- _TEXTO FORNECIDO_
<<<<

John Mulaney & the Sack Lunch Bunch (John Mulaney & the Sack Lunch Bunch, 2019)
- Pedro Alves
- 24 de mar. de 2021
- 4 min de leitura
Atualizado: 16 de mar.

Existe um problema sério que ronda a todos os criadores de conteúdo direcionados ao público infantil. Como Jacqueline Rose¹ bem pontua em seu livro, a ficção infanto-juvenil é feita de adultos, mais velhos, para crianças, mais novas. Pior! Essas produções são imaginadas (e estão em diálogo) com um público idealizado baseado em memórias nostálgicas do realizador somado à conceituação do que seria a infância em voga. Rose pontua bem que nós, os realizadores mais velhos, nunca vamos conseguir representar verdadeiramente as identidades e desejos das crianças e infâncias reais de nosso tempo. Para quem produzimos, então? Mais importante: por que produzimos conteúdo infantil?

Escultura em homenagem ao centenário da obra Os Meninos da Rua Paulo.
Com 6 anos de idade, eu tive a minha primeira crise existencial — sem saber do que se tratavam os pensamentos aos quais estava tendo. Eu me recordo do momento exato em que a conceituação de morte me acertou em cheio e com força. Passei uma tarde inteira deitada no chão e olhando as nuvens passando pela janela da casa em que morava. Alguns anos mais tarde, li o meu primeiro livro por vontade própria. Havia pedido Harry Potter, mas, ao invés disso, fui presenteado pela madrinha do meu irmão com Os Meninos da Rua Paulo do húngaro Ferenc Molnár. Tenho um carinho muito grande por esse livro e muito se deve pela maneira complexa com que a infância é retratada. Quer dizer, complexa não. A maneira não-subestimada.

>>>>

- _LINHAS DE DADOS_
<<<<

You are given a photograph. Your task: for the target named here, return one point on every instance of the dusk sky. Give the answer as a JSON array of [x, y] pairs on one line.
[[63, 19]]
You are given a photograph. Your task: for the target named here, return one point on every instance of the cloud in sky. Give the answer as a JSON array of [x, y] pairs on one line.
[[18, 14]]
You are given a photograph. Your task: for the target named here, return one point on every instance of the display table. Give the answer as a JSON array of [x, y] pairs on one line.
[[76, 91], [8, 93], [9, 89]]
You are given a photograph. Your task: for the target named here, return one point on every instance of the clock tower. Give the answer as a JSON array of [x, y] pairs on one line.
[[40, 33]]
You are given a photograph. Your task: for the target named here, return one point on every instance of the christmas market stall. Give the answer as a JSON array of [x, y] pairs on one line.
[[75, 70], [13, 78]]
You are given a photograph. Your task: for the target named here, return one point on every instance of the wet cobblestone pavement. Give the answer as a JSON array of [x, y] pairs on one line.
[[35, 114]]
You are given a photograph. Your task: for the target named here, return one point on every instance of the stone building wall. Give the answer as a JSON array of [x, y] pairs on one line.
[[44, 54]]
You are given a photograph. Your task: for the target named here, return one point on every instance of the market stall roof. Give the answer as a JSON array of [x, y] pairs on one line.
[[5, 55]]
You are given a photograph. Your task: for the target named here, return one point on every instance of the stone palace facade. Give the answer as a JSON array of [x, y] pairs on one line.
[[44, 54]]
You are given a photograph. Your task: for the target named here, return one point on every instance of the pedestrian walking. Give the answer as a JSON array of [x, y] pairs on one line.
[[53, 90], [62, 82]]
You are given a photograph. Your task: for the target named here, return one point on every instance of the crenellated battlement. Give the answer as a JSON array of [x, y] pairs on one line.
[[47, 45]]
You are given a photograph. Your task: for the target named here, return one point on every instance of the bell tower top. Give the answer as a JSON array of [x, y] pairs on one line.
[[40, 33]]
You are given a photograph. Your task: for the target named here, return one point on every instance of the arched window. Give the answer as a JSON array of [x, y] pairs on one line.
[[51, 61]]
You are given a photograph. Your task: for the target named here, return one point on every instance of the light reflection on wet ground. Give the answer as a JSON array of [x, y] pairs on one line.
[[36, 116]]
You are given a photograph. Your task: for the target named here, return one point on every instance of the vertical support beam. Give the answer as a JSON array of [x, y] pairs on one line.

>>>>

- _LISTA DE TAREFAS_
(a) Responda às perguntas abaixo com base no texto sobre a produção de conteúdo infantil.
(i) Segundo Jacqueline Rose, a ficção infanto-juvenil é feita por quem e para quem?
(ii) Com quantos anos de idade ocorreu a primeira crise existencial relatada?
(iii) Que livro foi recebido de presente no lugar de Harry Potter?
(b) Prossiga com o texto sobre a produção de conteúdo infantil a partir da última frase apresentada.

- _CONJUNTO DE RESPOSTAS_
(a)
(i) Por adultos, mais velhos, para crianças, mais novas.
(ii) Com 6 anos de idade.
(iii) Os Meninos da Rua Paulo, do húngaro Ferenc Molnár.

(b)
Muitos autores estudam a cultura da infância, isto é, o conhecimento que é criado pelas próprias crianças entre elas mesmas; então, nem irei ensaiar tal pretensão de escrever sobre isso aqui. Contudo, quero salientar uma coisa óbvia, porém nem tanto: as crianças vivem no mesmo mundo que a gente. Elas passam pelas mesmas situações (por exemplo, a morte) e possuem uma gama tão grande de sentimentos quanto os mais velhos, mas sem a experiência acumulada necessária para saber articulá-los.
Para além disso, por mais que o Postman² preconize o desaparecimento dessa distinção entre adultos e crianças com o advento da tecnologia e o acesso a informação cada vez mais facilitado (se de qualidade ou não, é outro papo), uma coisa é clara: essa separação existirá sempre, mesmo que o conceito desapareça. Mesmo consideradas como “adultos em miniatura” como é apontado nos estudos de Philippe Aries³ ou cooptado pela indústria durante a Revolução Industrial, fisicamente existe uma separação.
Em decorrência de estarmos contidos e existindo dentro de nossos próprios corpos, cada realidade é distinta — tanto por conta das limitações, quanto pelas aptidões do mesmo. Em uma sociedade ideal, o cotidiano social (material e imaterial) se adaptaria para possibilitar com que todos desfrutassem de uma existência (o mais próxima de) igualitária. Para ilustrar que as mudanças para abarcar essas particularidades, ao menos ao pensarmos na infância, exige uma reflexão desde as atitudes mais corriqueiras cito a exposição Histórias da Infância que ocorreu em 2016 no Museu de Arte de São Paulo (MASP) onde a altura média das obras expostas foi rebaixada em até 30 cm para se igualar a visão do público infantil. Nessa mesma exposição, os áudios contextualizando as obras também possuíram as vozes das crianças.
Dito tudo isso, o que John Mulaney & the Sack Lunch Bunch (2019) pode nos mostrar sobre as particularidades infantis?
Do you know who tells the truth? Drunks and children.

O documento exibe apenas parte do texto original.